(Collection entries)
****************

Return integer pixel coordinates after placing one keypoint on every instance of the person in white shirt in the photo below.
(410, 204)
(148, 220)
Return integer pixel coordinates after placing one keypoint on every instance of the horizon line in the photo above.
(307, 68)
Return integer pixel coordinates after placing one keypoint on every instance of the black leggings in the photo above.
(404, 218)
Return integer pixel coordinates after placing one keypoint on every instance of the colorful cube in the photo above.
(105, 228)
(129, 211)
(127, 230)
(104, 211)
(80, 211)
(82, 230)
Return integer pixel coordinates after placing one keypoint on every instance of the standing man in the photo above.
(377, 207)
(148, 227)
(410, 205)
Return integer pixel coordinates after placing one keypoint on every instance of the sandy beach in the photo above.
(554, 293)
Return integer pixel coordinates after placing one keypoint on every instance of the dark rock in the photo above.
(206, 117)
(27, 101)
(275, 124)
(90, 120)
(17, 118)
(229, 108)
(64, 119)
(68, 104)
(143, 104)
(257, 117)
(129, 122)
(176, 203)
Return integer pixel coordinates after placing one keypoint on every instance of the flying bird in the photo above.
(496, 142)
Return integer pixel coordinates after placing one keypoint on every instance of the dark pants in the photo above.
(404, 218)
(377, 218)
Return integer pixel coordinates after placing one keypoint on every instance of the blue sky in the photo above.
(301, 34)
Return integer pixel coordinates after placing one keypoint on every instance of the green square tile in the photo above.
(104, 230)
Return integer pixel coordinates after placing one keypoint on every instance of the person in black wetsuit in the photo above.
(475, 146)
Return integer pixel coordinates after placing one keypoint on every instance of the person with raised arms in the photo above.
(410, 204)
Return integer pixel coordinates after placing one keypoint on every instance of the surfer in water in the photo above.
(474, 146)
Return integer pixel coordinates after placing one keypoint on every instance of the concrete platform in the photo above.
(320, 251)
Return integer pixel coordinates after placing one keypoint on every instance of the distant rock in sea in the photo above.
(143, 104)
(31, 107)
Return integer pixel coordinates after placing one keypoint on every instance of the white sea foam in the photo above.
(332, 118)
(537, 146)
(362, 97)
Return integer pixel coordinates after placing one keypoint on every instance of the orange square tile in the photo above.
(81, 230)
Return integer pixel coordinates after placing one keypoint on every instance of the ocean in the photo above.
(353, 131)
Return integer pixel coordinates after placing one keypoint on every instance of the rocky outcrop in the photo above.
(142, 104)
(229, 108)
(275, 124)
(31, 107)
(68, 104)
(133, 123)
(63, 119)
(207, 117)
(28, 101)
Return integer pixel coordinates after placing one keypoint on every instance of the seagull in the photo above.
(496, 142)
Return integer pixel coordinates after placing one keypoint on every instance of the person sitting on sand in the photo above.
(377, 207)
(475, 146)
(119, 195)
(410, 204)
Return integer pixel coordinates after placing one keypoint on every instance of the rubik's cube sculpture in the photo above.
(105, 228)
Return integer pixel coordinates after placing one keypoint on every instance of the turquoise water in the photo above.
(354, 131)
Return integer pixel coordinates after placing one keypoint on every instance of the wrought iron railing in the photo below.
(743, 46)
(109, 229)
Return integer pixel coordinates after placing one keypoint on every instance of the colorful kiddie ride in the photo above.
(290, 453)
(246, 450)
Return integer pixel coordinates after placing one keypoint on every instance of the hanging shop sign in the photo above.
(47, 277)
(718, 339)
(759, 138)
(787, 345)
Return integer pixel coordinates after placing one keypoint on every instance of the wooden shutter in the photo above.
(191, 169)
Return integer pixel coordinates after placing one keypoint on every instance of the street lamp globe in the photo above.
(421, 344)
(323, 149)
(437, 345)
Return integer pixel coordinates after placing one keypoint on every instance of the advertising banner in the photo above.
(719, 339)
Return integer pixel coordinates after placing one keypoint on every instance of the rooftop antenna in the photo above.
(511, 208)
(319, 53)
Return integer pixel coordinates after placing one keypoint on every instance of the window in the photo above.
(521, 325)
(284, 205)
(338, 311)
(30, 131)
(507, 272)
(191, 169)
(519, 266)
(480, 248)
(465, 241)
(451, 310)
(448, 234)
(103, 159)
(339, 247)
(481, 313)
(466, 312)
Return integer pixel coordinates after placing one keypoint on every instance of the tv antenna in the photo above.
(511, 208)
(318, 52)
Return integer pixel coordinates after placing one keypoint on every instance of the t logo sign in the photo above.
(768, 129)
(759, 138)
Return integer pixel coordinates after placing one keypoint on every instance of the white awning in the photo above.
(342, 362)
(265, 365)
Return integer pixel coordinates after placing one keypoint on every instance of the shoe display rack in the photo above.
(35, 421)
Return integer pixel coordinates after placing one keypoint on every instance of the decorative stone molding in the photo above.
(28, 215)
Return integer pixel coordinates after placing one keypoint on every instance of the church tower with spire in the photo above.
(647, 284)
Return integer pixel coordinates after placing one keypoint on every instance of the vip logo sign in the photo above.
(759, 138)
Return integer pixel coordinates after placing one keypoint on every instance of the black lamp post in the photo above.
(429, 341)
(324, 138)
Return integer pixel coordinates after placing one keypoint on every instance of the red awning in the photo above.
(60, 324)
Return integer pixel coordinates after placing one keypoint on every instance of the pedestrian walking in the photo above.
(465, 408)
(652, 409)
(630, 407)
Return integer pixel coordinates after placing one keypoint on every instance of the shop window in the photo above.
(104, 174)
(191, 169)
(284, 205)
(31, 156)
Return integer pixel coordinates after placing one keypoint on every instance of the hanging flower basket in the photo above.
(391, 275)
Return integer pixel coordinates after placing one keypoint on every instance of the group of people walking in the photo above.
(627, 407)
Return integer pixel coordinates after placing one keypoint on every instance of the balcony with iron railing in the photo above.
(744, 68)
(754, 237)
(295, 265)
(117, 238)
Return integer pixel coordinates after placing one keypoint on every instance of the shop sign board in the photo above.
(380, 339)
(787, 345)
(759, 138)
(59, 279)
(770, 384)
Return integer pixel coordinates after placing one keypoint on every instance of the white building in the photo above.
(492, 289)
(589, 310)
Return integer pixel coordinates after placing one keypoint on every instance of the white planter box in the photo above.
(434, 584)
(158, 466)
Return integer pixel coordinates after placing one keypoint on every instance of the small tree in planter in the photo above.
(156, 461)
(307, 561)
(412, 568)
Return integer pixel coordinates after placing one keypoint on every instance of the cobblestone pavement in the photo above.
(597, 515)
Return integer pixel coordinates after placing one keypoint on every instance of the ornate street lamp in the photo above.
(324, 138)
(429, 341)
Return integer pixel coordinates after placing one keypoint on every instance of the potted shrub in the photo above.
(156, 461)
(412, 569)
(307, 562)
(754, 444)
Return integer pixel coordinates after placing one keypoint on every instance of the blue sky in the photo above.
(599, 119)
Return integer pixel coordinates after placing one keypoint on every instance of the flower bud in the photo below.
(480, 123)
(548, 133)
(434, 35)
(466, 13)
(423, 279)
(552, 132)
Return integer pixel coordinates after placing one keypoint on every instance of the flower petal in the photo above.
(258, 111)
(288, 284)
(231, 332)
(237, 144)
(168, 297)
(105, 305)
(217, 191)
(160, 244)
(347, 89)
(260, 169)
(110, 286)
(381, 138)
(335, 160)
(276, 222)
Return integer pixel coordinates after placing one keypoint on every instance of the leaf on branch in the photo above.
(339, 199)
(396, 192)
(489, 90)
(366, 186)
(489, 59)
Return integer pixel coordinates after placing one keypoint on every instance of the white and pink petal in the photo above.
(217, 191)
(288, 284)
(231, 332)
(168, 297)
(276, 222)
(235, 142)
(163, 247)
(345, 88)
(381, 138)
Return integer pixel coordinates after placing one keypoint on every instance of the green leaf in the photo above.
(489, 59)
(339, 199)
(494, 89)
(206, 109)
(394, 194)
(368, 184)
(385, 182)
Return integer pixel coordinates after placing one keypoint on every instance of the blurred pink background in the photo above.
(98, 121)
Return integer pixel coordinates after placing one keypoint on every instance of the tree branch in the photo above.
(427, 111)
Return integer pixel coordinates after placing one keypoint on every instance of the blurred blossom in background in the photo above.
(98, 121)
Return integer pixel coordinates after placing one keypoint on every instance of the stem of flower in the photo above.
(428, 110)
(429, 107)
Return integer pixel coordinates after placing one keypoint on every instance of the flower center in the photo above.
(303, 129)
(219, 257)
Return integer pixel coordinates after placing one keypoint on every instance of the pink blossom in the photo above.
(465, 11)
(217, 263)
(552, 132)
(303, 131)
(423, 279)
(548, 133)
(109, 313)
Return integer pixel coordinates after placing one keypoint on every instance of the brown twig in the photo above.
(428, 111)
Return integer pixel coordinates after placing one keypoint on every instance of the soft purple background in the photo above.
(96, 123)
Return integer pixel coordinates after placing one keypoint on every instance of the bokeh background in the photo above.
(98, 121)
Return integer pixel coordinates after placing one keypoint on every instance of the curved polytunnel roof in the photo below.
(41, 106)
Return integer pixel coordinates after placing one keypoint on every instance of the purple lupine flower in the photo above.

****************

» Directions for this task: Keep only the lines from the line with "of flower in the photo above." to the end of the records above, and repeat them exactly.

» Task solution:
Return integer pixel coordinates after placing one keypoint on every instance of the stem of flower in the photo above.
(428, 110)
(429, 107)
Return integer pixel coordinates after placing one keypoint on every instance of the flower center in the photo above.
(303, 129)
(219, 257)
Return integer pixel coordinates after placing one keypoint on every instance of the pink blossom in the photo above.
(465, 11)
(217, 263)
(552, 132)
(303, 131)
(423, 279)
(548, 133)
(109, 313)
Return integer pixel coordinates after placing one keypoint on every instance of the brown twig in the photo above.
(428, 111)
Return integer pixel coordinates after placing one keypoint on every instance of the soft purple background in the photo above.
(96, 123)
Return integer pixel coordinates after placing one keypoint on every instance of the bokeh background in the photo above.
(98, 121)
Return integer pixel coordinates after placing one keypoint on every instance of the curved polytunnel roof in the photo below.
(41, 106)
Return integer pixel coordinates after placing one keypoint on every instance of the purple lupine flower in the photo above.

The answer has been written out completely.